REQUEST 1: List the section headings that divide the thread on composing two reflections below.
REQUEST 2: Print the part of the thread on composing two reflections below that begins with the words "The way I see" and stops after the words "(\sigma_\phi \circ \sigma_\psi)(X)$.".

How to show $\sigma_\phi \circ \sigma_\psi=\rho_{2(\phi-\psi)}$

Question

How can I show that $$ \sigma_\phi \circ \sigma_\psi=\rho_{2(\phi-\psi)}, $$ where $\sigma_\phi$ is a reflection about a line making an angle $\phi$ with the x-axis, and $\rho_\psi$ is a rotation about the origin with angle $\psi$. Is it possible to show this is true geometrically? Or is the only way to do this multiply the matrices that correspond with the rotation and reflection?

EDIT

The way I see it now is:

Consider a vector on the x-axis (wlog), the vector first moves $2\psi$, and then $2(\phi-2\psi)$. So we get: $2\psi+2(\phi-2\psi)=2(\phi-\psi).$

Answer 1

You said in the chat that you wanted a geometric interpretation of this problem, so here it is! Consider the point $X$ we're applying these two reflections on. Consider $X' = \sigma_\psi(X)$ and $X'' = \sigma_\phi(X') = (\sigma_\phi \circ \sigma_\psi)(X)$.

RECORD EXCERPTS:
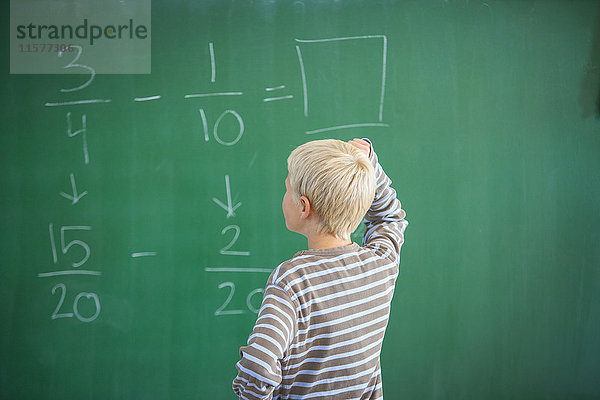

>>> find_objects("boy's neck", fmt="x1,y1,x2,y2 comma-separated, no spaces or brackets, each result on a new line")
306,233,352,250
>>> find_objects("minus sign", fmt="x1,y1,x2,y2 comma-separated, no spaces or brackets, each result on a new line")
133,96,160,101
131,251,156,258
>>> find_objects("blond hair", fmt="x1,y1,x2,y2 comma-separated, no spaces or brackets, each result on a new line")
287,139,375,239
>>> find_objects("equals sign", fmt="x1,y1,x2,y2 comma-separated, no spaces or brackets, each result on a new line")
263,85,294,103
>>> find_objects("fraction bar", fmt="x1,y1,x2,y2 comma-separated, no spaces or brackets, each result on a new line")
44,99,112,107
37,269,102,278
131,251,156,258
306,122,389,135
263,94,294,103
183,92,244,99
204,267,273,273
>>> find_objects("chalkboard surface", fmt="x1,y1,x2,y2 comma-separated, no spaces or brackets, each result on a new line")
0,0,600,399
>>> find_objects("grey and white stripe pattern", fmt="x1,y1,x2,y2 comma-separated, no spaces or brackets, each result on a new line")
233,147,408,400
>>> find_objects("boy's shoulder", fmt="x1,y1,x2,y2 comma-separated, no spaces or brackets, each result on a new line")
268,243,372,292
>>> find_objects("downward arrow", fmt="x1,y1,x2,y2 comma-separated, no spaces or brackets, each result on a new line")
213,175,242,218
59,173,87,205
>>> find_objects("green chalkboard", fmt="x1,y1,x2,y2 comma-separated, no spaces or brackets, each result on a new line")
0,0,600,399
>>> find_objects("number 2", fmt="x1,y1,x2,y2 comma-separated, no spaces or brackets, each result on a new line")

* * *

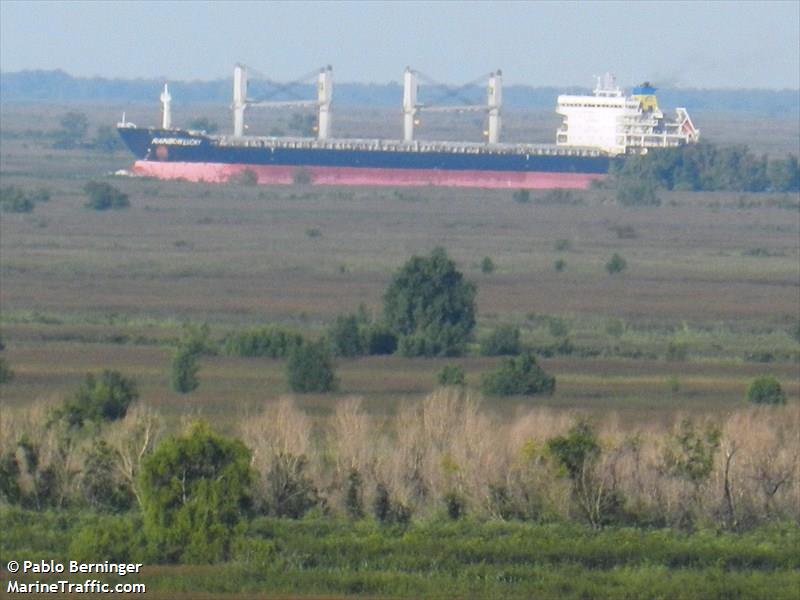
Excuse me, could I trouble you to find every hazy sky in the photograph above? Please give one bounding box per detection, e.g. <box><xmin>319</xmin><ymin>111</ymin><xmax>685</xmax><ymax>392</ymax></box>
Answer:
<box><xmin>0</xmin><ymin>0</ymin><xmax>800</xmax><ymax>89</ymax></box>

* * *

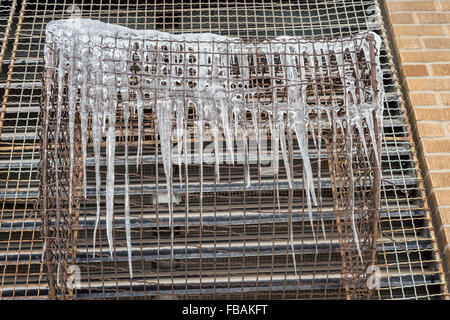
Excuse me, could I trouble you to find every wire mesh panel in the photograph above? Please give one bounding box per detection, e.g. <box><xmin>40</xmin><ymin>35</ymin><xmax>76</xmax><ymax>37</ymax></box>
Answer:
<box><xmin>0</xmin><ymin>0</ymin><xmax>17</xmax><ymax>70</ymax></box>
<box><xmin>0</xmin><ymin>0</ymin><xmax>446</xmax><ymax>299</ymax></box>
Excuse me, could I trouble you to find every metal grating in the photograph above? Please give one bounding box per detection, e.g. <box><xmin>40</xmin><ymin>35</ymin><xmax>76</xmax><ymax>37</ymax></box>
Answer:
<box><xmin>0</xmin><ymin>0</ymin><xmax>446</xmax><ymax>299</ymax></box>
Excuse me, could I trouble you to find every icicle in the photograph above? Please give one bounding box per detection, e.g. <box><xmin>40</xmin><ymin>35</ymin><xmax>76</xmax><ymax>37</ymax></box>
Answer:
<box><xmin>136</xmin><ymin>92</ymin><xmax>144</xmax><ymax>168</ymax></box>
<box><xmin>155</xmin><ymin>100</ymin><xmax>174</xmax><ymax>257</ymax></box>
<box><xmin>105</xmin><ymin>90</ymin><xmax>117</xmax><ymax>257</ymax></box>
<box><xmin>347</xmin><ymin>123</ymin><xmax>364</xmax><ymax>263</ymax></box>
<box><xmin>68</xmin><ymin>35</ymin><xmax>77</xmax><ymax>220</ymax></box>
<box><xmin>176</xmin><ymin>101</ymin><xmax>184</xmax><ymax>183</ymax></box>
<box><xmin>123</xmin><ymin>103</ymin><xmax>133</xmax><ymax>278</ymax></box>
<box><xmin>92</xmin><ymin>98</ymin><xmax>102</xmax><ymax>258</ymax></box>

CORRECT ANSWER 1:
Question
EDIT
Answer 1

CORRECT ANSWER 2:
The way I see it now is:

Consider a vector on the x-axis (wlog), the vector first moves $2\psi$, and then $2(\phi-2\psi)$. So we get: $2\psi+2(\phi-2\psi)=2(\phi-\psi).$

Answer 1

You said in the chat that you wanted a geometric interpretation of this problem, so here it is! Consider the point $X$ we're applying these two reflections on. Consider $X' = \sigma_\psi(X)$ and $X'' = \sigma_\phi(X') = (\sigma_\phi \circ \sigma_\psi)(X)$.